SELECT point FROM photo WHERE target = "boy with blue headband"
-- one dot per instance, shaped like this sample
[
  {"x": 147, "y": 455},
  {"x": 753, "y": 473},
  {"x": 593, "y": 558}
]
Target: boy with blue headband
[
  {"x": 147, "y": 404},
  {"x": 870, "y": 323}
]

--*--

* INSTRUCTIONS TO FOLLOW:
Copy the listing above verbatim, preserving every line, space, and bracket.

* THE RESPONSE:
SELECT point FROM photo WHERE target = "boy with blue headband"
-- one dot per instance, shaped like this sample
[
  {"x": 147, "y": 455},
  {"x": 753, "y": 473},
  {"x": 593, "y": 558}
]
Target: boy with blue headband
[
  {"x": 147, "y": 404},
  {"x": 870, "y": 323}
]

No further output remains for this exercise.